## Start Given records

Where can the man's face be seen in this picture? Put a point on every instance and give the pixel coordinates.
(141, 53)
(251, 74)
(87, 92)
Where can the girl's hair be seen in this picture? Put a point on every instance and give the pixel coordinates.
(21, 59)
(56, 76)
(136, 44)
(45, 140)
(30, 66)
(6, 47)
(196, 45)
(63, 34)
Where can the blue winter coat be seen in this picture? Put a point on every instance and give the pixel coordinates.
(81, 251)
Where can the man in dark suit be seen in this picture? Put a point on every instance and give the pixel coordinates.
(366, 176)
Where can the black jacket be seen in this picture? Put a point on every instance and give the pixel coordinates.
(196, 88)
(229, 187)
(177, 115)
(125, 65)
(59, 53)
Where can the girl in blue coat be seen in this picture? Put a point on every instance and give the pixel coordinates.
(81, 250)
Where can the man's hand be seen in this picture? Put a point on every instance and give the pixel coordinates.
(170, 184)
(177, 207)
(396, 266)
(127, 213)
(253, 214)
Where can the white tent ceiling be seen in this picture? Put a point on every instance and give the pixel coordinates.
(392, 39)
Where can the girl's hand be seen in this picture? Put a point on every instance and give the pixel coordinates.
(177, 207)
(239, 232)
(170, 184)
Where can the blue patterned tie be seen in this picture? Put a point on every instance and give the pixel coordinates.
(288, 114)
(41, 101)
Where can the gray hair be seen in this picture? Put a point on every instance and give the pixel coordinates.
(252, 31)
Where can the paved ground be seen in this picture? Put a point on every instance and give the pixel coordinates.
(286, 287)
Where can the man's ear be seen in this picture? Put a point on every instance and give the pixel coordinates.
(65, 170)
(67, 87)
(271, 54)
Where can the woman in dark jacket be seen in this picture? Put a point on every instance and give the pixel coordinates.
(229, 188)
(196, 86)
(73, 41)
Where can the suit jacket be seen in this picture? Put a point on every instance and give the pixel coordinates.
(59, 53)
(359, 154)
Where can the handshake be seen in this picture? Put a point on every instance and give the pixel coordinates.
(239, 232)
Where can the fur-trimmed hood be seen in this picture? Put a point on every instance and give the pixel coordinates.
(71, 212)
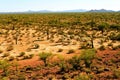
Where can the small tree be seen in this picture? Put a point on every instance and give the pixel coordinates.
(4, 65)
(43, 56)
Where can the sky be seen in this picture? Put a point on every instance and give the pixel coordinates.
(57, 5)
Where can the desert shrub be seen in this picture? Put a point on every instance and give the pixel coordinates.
(21, 54)
(116, 47)
(70, 51)
(82, 77)
(35, 46)
(1, 51)
(114, 36)
(44, 55)
(11, 58)
(5, 55)
(75, 62)
(87, 56)
(110, 44)
(28, 56)
(4, 65)
(60, 50)
(9, 48)
(21, 77)
(102, 47)
(63, 66)
(31, 56)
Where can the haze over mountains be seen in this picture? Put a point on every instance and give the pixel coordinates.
(78, 10)
(75, 10)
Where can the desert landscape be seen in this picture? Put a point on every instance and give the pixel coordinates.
(60, 46)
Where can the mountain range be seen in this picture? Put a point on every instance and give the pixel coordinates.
(76, 10)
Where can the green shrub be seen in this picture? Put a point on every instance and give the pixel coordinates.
(11, 58)
(117, 73)
(1, 51)
(9, 48)
(5, 55)
(75, 62)
(60, 50)
(102, 47)
(43, 56)
(87, 56)
(70, 51)
(4, 65)
(82, 77)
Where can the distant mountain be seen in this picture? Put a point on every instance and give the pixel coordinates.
(101, 10)
(76, 10)
(41, 11)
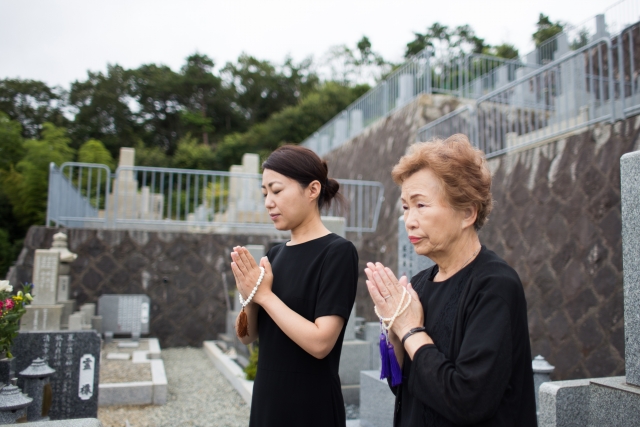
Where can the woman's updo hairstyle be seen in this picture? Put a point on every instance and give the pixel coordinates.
(303, 165)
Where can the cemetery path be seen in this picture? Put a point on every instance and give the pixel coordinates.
(198, 395)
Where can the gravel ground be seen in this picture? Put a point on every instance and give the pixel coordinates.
(198, 395)
(123, 371)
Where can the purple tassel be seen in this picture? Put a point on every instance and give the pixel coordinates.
(385, 363)
(396, 372)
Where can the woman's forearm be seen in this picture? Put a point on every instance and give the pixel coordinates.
(398, 349)
(252, 322)
(316, 338)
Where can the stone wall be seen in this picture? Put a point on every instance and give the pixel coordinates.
(556, 220)
(182, 273)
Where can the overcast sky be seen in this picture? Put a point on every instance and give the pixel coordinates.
(57, 41)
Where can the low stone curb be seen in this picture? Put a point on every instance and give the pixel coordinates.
(231, 371)
(140, 392)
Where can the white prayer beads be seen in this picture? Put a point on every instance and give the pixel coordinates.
(253, 292)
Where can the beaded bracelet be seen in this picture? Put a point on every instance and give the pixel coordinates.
(253, 292)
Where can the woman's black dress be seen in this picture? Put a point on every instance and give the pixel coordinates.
(478, 372)
(293, 388)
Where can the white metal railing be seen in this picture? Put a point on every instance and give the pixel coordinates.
(81, 195)
(469, 76)
(596, 83)
(472, 76)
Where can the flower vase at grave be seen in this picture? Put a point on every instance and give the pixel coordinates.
(5, 368)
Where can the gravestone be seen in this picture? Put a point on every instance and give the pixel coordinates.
(45, 277)
(124, 314)
(75, 355)
(409, 262)
(630, 198)
(613, 401)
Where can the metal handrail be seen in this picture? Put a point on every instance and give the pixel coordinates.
(501, 103)
(179, 199)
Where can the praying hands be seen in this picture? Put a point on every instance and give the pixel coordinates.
(390, 297)
(247, 272)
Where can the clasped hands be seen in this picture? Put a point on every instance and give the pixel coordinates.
(246, 272)
(386, 292)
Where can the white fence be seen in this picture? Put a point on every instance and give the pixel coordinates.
(82, 195)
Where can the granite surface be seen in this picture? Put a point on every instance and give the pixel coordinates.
(66, 352)
(613, 403)
(564, 404)
(630, 195)
(84, 422)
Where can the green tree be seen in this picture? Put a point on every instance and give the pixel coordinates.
(546, 29)
(103, 109)
(157, 90)
(93, 151)
(581, 40)
(291, 125)
(446, 42)
(192, 155)
(261, 88)
(31, 103)
(11, 145)
(151, 156)
(26, 186)
(356, 66)
(506, 51)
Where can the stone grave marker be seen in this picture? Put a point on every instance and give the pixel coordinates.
(45, 277)
(75, 355)
(124, 314)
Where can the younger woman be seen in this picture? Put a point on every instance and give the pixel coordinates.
(302, 305)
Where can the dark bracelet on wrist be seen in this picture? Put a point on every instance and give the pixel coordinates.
(413, 331)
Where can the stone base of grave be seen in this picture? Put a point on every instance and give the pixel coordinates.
(81, 422)
(153, 392)
(596, 402)
(67, 310)
(376, 400)
(230, 369)
(41, 318)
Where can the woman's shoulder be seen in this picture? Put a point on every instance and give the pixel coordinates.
(492, 273)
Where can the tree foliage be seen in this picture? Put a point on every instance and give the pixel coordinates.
(546, 29)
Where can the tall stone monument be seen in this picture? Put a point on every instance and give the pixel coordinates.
(44, 314)
(614, 401)
(64, 279)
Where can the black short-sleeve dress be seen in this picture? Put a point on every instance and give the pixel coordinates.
(292, 388)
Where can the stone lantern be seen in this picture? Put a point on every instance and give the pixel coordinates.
(36, 385)
(13, 403)
(541, 371)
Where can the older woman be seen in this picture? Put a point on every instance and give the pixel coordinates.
(463, 340)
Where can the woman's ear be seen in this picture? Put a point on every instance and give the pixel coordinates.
(470, 216)
(314, 188)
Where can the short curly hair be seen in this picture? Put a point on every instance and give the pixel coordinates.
(462, 170)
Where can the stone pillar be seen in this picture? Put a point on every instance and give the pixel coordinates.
(13, 404)
(356, 123)
(630, 200)
(44, 314)
(36, 385)
(405, 93)
(64, 279)
(541, 371)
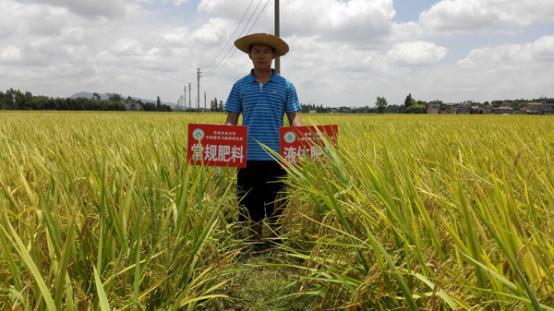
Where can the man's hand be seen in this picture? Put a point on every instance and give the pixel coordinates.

## End Given records

--- Request ---
Write every entry out again exactly, dropping the pictures.

--- In response ---
Where can the man's face be seen in this picture? Put a point on every instance and give the pixel coordinates.
(141, 53)
(251, 74)
(87, 92)
Where can the girl's hair be seen in this picture? Put a point on every instance and give the pixel coordinates.
(21, 59)
(56, 76)
(136, 44)
(45, 140)
(30, 66)
(6, 47)
(196, 45)
(63, 34)
Where can the blue winter coat be seen in this picture? Put a point on every instance and give the pixel coordinates.
(81, 251)
Where can the man in dark suit be seen in this picture? Put a point on every instance and give the pixel coordinates.
(366, 176)
Where can the black jacket be seen in this picture? Put a point on every instance and give the pixel coordinates.
(196, 88)
(229, 187)
(177, 115)
(125, 65)
(59, 53)
Where can the girl in blue coat be seen in this picture? Put a point on every instance and give the pixel coordinates.
(81, 250)
Where can the man's hand be seen in this picture? Put a point on every instance and give the pixel coordinates.
(170, 184)
(177, 207)
(396, 266)
(127, 213)
(253, 214)
Where can the white tent ceiling be seen in this picture? Put a point on every instance and give the pixel coordinates.
(392, 39)
Where can the girl's hand be seen in this picture? Put a point on every instance and give the pixel coordinates.
(177, 207)
(239, 232)
(170, 184)
Where can the blue patterned tie be seen in this picture? Put a point on every instance and give the pixel coordinates.
(288, 114)
(41, 101)
Where can the gray hair be seen in this picture? Put a point on every instance and give the pixel coordinates.
(252, 31)
Where can the paved ground be seen in this picture? Put a point on every instance and give the pixel coordinates.
(286, 287)
Where can the man's ear be seen in this picture? Put a point on every instance and give the pixel coordinates.
(65, 170)
(67, 87)
(271, 54)
Where can the woman in dark jacket be seen in this picture? Put a point on every instance and give the pixel coordinates.
(229, 188)
(196, 86)
(73, 41)
Where can the suit jacket be seen in this picture? Put a point on every instance and give the pixel coordinates.
(59, 53)
(359, 154)
Where can the handshake be seen in this picture? Put a point on every instance and give the pixel coordinates.
(239, 232)
Where can the fur-trimmed hood be seen in this picture? Put a point on every instance and give the pixel coordinates.
(71, 212)
Where can the small tree be seen in this picture? Put a point on every instance and give the pixel coordinates.
(4, 65)
(43, 56)
Where can the sky be seen in this picture? Put a point on every instance and give the pixel coordinates.
(57, 5)
Where can the desert shrub be seen in this picture? Put a point on every instance and give the pixel coordinates.
(21, 54)
(116, 47)
(70, 51)
(82, 77)
(35, 46)
(1, 51)
(114, 36)
(44, 55)
(11, 58)
(5, 55)
(75, 62)
(87, 56)
(110, 44)
(28, 56)
(4, 65)
(60, 50)
(9, 48)
(21, 77)
(102, 47)
(63, 66)
(31, 56)
Where can the haze over mountains be seen in this picture? Put a point on every instance and give the pixel coordinates.
(78, 10)
(75, 10)
Where can the desert landscape be seen in this picture? Put a point on every instance and give the pixel coordinates.
(60, 46)
Where can the mountain range be seen in this picture? Put a point on every instance and give the pixel coordinates.
(76, 10)
Where can the green shrub be seen in this picture? Put a point on every instance and give the pixel coordinates.
(11, 58)
(117, 73)
(1, 51)
(9, 48)
(5, 55)
(75, 62)
(60, 50)
(102, 47)
(43, 56)
(87, 56)
(70, 51)
(4, 65)
(82, 77)
Where can the distant mountain be seen in this picture? Put a point on every instance and give the pixel coordinates.
(101, 10)
(76, 10)
(41, 11)
Where can the woman's updo hairstyle be seen in this picture? Put a point on every instance and give the pixel coordinates.
(303, 165)
Where can the cemetery path be seen in this picture? Put a point on every instance and give the pixel coordinates.
(198, 395)
Where can the gravel ground be seen in this picture? Put a point on every instance and give the pixel coordinates.
(198, 395)
(123, 371)
Where can the purple tassel be seen in this picture? Put a point on every instance and give the pixel coordinates.
(385, 363)
(396, 372)
Where can the woman's forearm be seen in this picture? Put a point on every instance and give the pixel coordinates.
(398, 349)
(252, 322)
(316, 338)
Where can the stone wall be seen in this picture? Put a point on every instance and give the pixel coordinates.
(556, 220)
(182, 273)
Where can the overcast sky be seen in this picture? Put a point on every instance and give the pixel coordinates.
(57, 41)
Where can the low stone curb be seen in this picture? Put a point on every instance and give the pixel coordinates.
(231, 371)
(140, 392)
Where can the white prayer beads be seen in this picture? Put a point on every instance and give the pixel coordinates.
(253, 292)
Where can the beaded bracelet be seen in this picture? Put a point on every instance and give the pixel coordinates.
(253, 292)
Where can the woman's black dress be seen in this picture? Put a point on every instance and give the pixel coordinates.
(478, 372)
(293, 388)
Where can the white metal railing be seen in this picture? Put a point on every instance and give the pixel coordinates.
(81, 195)
(469, 76)
(596, 83)
(472, 76)
Where can the flower vase at grave be seen in this picture? Put a point on every instance and give the pixel coordinates.
(5, 368)
Where can the gravestone be seen in this picture? Put a point on every instance and give the pixel coordinates.
(45, 277)
(124, 314)
(75, 355)
(409, 262)
(630, 198)
(613, 401)
Where can the metal handrail be seen in this picture? Put a point on every instance and give the pixel coordinates.
(501, 103)
(179, 199)
Where can the praying hands be seen in this picture? Put a point on every instance and give the pixel coordinates.
(390, 297)
(247, 272)
Where can the clasped hands be seen in this picture? Put a point on every instance and give the pixel coordinates.
(246, 272)
(386, 292)
Where can the white fence be seen in this picture? Put a point on every instance and give the pixel coordinates.
(82, 195)
Where can the granite surface be seen in this picture? Put a point on every instance and give the pixel coordinates.
(66, 352)
(613, 403)
(564, 404)
(630, 195)
(84, 422)
Where can the green tree be seen in this picture? Put a point on every instance and give the pixel coordinates.
(546, 29)
(103, 109)
(157, 90)
(93, 151)
(581, 40)
(291, 125)
(446, 42)
(192, 155)
(261, 88)
(31, 103)
(11, 145)
(151, 156)
(26, 186)
(356, 66)
(506, 51)
Where can the stone grave marker be seen in this picture? Put a point on every instance and give the pixel coordinates.
(45, 277)
(75, 355)
(124, 314)
Where can the younger woman be seen in this picture? Put a point on every instance and give the pixel coordinates.
(302, 305)
Where can the dark bracelet on wrist be seen in this picture? Put a point on every instance and give the pixel coordinates.
(413, 331)
Where can the stone base of grave be seen in this picture? Put a point on every instance and give the pixel coordinates.
(81, 422)
(153, 392)
(596, 402)
(67, 310)
(376, 400)
(230, 369)
(41, 318)
Where can the woman's shoulder be seen in this picture? Put a point on every instance and give the pixel coordinates.
(492, 273)
Where can the tree foliage be seen in this picture? Put a point on every instance and give the pixel coordinates.
(546, 29)
Where can the tall stone monument be seen in this picture? Put a point on every instance and give the pixel coordinates.
(44, 314)
(614, 401)
(64, 279)
Where can the black short-sleeve dress be seen in this picture? Put a point on every instance and give the pixel coordinates.
(292, 388)
Where can the stone lantern be seen in this picture? Put a point on every instance and give the pixel coordinates.
(36, 385)
(13, 403)
(541, 371)
Where can the older woman be seen in this picture? Put a point on every instance and give the pixel coordinates.
(463, 340)
Where can the woman's ear be seen in this picture? Put a point on every instance and give the pixel coordinates.
(470, 216)
(314, 188)
Where can the short curly hair be seen in this picture? Put a point on every instance and give the pixel coordinates.
(462, 170)
Where can the stone pillar be seen in this picture? Put a point on every instance and give the pixel coordinates.
(13, 404)
(356, 123)
(630, 200)
(44, 314)
(36, 385)
(405, 93)
(64, 279)
(541, 371)
Where can the man's hand be seen in this picture? Put a point on every instance and give the pixel coordinates.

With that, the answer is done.